Provided text:
=-=-=-=-=
Time Reborn: From the Crisis in Physics to the Future of the Universe
by Lee Smolin
First Reviewed May 2013
Dang, dude, my reviews were way too long. How badly did I want to be writing for The New Yorker? 2500 words is way too many., especially if half of them are block quotes. Also, 11 years ago? Yikes. I remember nothing from this book, not even why I started it. I think that was my point, to both practice writing and remind myself of the things I’ve read years later. But who wants to read this review? No one, according to the metrics—not even me.
Also, if I hated bad subtitles so much, why did I keep reading books that employed them? I am pretty sure I just wandered around the basement of The Strand, noting whatever was new and then requesting them from the library.
Tossing off the word “crisis” is enough of a signifier to fulfill the burden of “shocking-subtitle” that most non-fiction carries. The remainder of the subtitle in Time Reborn: From the Crisis in Physics to the Future of the Universe has the potential to be more egregiously hyperbolic but for the fact that most readers are unlikely to be current on the cosmological scuttlebutt. A theoretical physicist or cosmologist would not be having a first encounter these theories in a pop-sci book, so their actual knowledge of a crisis in physics is wasted. Time Reborn is for the layperson, so the subtitle has the air of a marketing catchphrase rather than an impactful phrasing of what is to come. Though, in the case of a short generic like Time Reborn, distinguishment—not significance—may be the goal.
Those burdened by the metaphysical presupposition that the purpose of science is to discover timeless truths represented by timeless mathematical objects might think that eliminating time and so making the universe akin to a mathematical object is a route to scientific cosmology. But it turns out to be the opposite.
The bulk of Time Reborn is a refresher course in physics so that the reader has the basic knowledge to understand how little time figures into modern theoretical physics. In fact, it is actively excluded. To put it back, you need to know—well, everything.
Mathematics entered science as an expression of a belief in the timeless perfection of the heavens. Useful as mathematics has turned out to be, the postulation of timeless mathematical laws is never completely innocent, for it always carries a trace of the metaphysical fantasy of transcendence from our earthly world to one of perfect forms.
What happens is the reader—the one that can be counted on as having almost no basic theoretical understanding—is walked through two thousand years of math and physics and is spit out on the other side completely ready to accept whatever current cosmological theory to which <u>Time Reborn</u> has spent the last 200 pages building. Within the framework of the history presented, the conclusions seems inevitable; it would take a reader that brings in far more outside information than I to feel confident in proclaiming how strong these modern theories of fundamental time are.
=-=-=-=-=
Raw data:
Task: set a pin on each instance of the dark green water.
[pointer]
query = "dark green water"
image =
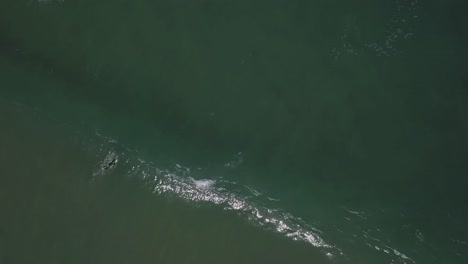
=-=-=-=-=
Problems:
• 1. List every sentence in the review of Time Reborn that ends with a question mark.
• 2. According to the review of Time Reborn, what makes up the bulk of the book?
• 3. Pick up the review of Lee Smolin's Time Reborn after its last sentence and keep writing it.

The answers:
• 1.
- How badly did I want to be writing for The New Yorker?
- Also, 11 years ago?
- But who wants to read this review?
- Also, if I hated bad subtitles so much, why did I keep reading books that employed them?

• 2. A refresher course in physics.

• 3.
What Time Reborn does well is take a dense subject and inject interesting writing and clear vignettes to make physics unintimidating. Not once does the author talk down to the reader, nor needless complicate the subject in an attempt to academia-up the book. The fast-paced historical journey leads right up to the “crisis in physics” to which the seemingly alarmist—but wholly accurate—subtitle refers:
Most of what we know about nature has come from experiments in which we artificially mark off and isolate a phenomenon from the continual whirl of the universe....What Descartes, Galileo, Kepler, and Newton learned to do was to isolate little pieces of the world, examine them, and record the changes in them. They showed us how to display the records of these motions in simple diagrams whose axes represent the positions and times in a way that is frozen and hence amenable to being studied at our leisure.
In much the same way that social variables and personal intangibles have been diminished to fit within a mathematical equation that is computationally friendly, time has been scrubbed out of physics and math so that equations will function. They are approximations of the world, not definites, analogous to the way that the websites you click on are not you the person; within the framework of marketing engines, your clicks are how algorithms interpret—and corporations envision—you. You are become an equation built from tiny fractions of information, smashed together to provide workable—though woefully incomplete—data:
The notion of effective theories subverts some well-worn notions, such as the platitude that simplicity and beauty are hallmarks of truth. Since we don’t know what could be lurking at higher energies, many hypotheses of physics beyond its specified domain are consistent with one or another effective theory. So these effective theories have an intrinsic simplicity, because they have to be consistent with the simplest and most elegant way they could be extended into unknown domains. A large part of the elegance of general relativity and the Standard model is explained by understanding them as effective theories. Their beauty is a consequence of their being effective and approximate. Simplicity and beauty, then, are signs not of truth but of a well-constructed approximate model of a limited domain of phenomena.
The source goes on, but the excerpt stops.